[Stored dataset items]
= = = = = = =

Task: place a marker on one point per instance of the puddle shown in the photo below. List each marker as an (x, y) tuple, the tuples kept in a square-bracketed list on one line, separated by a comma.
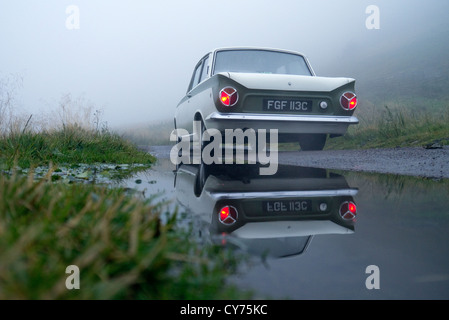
[(305, 239), (310, 244)]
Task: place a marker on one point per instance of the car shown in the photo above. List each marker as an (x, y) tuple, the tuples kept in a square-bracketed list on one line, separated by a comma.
[(276, 215), (264, 88)]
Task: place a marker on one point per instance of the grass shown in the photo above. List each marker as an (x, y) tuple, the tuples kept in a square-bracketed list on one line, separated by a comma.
[(71, 144), (125, 248), (396, 126)]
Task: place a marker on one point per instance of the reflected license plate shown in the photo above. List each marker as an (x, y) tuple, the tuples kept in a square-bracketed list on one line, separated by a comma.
[(287, 206)]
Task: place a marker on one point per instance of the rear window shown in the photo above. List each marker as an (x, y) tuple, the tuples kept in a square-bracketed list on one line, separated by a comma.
[(260, 61)]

= = = = = = =

• [YOUR ASSIGNMENT] Write out the lines above exactly, but only from the one containing "of the reflected" through the last one.

• [RESULT FOR THIS EXERCISE]
Task: place a marker on one point per instance of the reflected license plate shown in the photo above. List each marker as an (x, y) tuple, the tuples kept in a square-bracketed list on one line, separated by a comma.
[(287, 206)]
Task: place a marker on one point per instance of the rear window shown in the photo above. List each marker as an (x, y) tuple, the tuples kept in a square-bracketed list on one line, separated by a comma.
[(260, 61)]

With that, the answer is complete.